◆ ÉNONCÉ 1:
D'après le texte source, dans quelle ville se tiendront les journées de l'Entreprise ?
◆ ÉNONCÉ 2:
Dans les entrées, recopie uniquement les lignes allant de celle qui contient « the woman's nose » à celle qui contient « Target: woman's nose », en substituant « marker » à « keypoint ».

◆ TEXTE SOURCE:
################

La 36ème édition des journées de l’Entreprise sur « L’entreprise et la sécurité: Liberté et souveraineté », évènement annuel de l’Institut arabe des chefs d’entreprises (IACE), se tiennent, cette année, dans un contexte spécial marqué par une crise énergétique et un dysfonctionnement des chaînes d’approvisionnement alimentaire à l’échelle mondiale, à cause de la guerre entre la Russie et l’Ukraine, déclenchée le 24 février 2022.
Pour cette raison, l’IACE a choisi de concentrer les débats de ces journées, qui se tiendront à Sousse, les 8,9 et 10 décembre 2022, sur les questions de la sécurité énergétique, alimentaire et hydrique et aussi la sécurité cybernétique.
C’est que les entrepreneurs se trouvent désormais, contraints d’opérer dans un climat de pression (sociale, économique et financière) et doivent traiter avec une nouvelle réalité économique de récession, de changement de comportements des consommateurs, de rareté et de renchérissement des matières premières sur les marchés national et international.

################

◆ DONNÉES DE TRAVAIL:

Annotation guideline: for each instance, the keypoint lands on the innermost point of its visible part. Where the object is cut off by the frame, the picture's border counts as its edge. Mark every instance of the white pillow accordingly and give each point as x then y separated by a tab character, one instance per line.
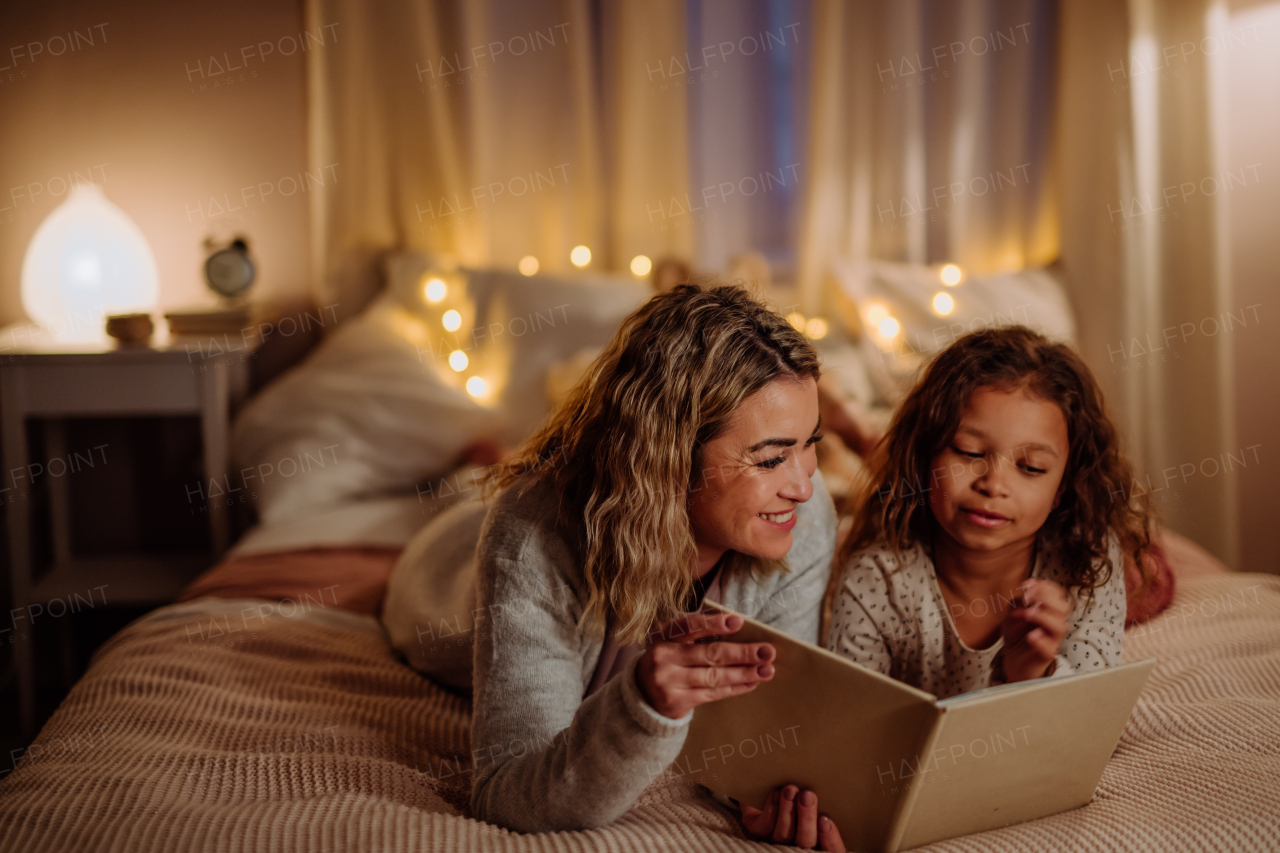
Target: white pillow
1029	297
362	415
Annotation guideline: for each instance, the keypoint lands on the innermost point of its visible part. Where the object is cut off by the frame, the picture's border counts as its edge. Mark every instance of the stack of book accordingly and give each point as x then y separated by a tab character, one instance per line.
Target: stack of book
208	320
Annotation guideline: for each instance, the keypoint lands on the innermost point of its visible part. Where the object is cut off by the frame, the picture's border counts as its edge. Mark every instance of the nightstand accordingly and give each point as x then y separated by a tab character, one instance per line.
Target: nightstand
50	379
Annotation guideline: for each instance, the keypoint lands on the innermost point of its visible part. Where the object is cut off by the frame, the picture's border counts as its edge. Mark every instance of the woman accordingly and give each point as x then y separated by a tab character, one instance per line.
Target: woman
680	469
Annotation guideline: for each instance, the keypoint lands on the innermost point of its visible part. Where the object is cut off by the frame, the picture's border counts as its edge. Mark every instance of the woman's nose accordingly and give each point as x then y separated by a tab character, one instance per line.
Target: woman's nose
799	486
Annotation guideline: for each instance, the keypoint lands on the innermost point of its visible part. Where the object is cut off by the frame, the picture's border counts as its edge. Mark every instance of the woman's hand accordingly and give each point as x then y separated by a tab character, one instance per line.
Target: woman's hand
1034	629
676	674
790	816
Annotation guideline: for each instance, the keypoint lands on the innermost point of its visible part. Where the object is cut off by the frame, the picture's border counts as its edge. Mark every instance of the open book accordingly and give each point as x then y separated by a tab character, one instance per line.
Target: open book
894	766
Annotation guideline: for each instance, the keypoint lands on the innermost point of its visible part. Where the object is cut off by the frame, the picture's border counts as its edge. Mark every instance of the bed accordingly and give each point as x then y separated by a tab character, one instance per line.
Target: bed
266	710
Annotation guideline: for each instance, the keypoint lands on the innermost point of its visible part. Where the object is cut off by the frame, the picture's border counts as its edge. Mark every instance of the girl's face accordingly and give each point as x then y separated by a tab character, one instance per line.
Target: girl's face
996	483
755	474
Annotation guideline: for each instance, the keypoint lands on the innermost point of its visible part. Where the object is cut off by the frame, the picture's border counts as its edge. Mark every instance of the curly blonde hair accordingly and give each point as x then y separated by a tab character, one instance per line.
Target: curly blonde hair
887	506
625	448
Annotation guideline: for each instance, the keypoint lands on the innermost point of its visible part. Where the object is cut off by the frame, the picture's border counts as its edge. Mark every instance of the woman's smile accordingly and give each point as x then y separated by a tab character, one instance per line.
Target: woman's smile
782	520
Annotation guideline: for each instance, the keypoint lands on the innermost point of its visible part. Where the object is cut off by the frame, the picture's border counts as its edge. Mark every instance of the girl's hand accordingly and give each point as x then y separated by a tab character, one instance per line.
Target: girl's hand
790	816
676	674
1033	629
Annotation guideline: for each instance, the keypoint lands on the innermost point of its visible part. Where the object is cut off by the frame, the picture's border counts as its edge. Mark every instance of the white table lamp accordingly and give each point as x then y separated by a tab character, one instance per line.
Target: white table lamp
87	260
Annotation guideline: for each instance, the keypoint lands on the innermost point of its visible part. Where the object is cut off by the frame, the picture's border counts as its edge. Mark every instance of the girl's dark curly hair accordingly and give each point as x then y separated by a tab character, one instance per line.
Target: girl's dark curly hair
1097	482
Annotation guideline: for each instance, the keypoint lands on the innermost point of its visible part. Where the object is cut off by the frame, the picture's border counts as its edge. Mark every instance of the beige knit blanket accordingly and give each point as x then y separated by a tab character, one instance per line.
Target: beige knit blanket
231	726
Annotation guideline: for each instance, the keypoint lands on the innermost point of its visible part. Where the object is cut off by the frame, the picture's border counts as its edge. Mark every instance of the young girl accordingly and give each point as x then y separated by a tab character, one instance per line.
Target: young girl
988	541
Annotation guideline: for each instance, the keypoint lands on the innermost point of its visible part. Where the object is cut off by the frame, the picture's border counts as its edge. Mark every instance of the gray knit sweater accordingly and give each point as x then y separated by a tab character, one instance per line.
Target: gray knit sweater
545	758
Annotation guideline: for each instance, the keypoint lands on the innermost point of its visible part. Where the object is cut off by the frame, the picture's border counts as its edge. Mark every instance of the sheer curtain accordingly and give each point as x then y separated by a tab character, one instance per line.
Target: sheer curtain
485	131
1141	133
1008	135
929	136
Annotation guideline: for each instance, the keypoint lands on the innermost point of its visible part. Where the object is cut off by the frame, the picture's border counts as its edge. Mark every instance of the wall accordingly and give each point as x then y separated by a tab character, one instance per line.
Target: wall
1253	210
144	113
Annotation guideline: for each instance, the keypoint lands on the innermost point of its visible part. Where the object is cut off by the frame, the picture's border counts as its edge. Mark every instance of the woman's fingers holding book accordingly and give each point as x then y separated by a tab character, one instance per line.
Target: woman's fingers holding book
676	678
807	820
695	626
722	653
828	836
785	828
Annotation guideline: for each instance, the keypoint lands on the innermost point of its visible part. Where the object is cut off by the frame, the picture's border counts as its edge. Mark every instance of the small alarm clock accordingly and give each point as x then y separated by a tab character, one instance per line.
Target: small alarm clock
229	272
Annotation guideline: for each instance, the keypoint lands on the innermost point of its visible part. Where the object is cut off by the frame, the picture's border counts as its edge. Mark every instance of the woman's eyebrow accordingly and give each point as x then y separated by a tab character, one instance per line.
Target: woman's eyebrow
782	442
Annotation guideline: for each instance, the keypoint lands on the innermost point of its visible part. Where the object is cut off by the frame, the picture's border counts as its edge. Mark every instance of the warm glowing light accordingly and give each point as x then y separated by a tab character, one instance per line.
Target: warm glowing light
85	261
434	290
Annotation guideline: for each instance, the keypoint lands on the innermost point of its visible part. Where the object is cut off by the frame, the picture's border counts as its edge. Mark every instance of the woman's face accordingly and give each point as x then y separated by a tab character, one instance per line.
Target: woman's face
755	474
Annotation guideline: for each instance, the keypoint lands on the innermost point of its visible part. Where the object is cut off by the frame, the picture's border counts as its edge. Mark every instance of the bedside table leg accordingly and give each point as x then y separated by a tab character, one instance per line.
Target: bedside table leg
13	425
214	413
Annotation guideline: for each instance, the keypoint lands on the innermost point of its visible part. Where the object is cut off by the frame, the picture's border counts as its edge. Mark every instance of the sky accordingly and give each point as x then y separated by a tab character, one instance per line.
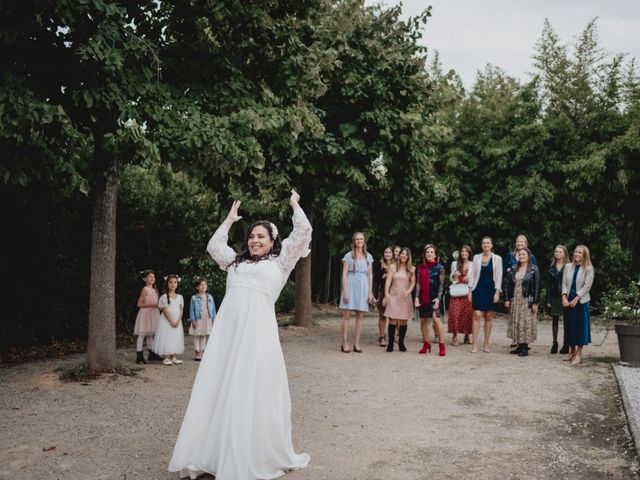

################

◆ RÉPONSE RÉDIGÉE 1:
À Sousse.

◆ RÉPONSE RÉDIGÉE 2:
Annotation guideline: for each instance, the marker lands on the innermost point of its visible part. Where the object is cut off by the frame, the picture's border counts as its edge. Mark every instance of the woman's nose accordingly and give each point as x then y separated by a tab character, one instance per line.
Target: woman's nose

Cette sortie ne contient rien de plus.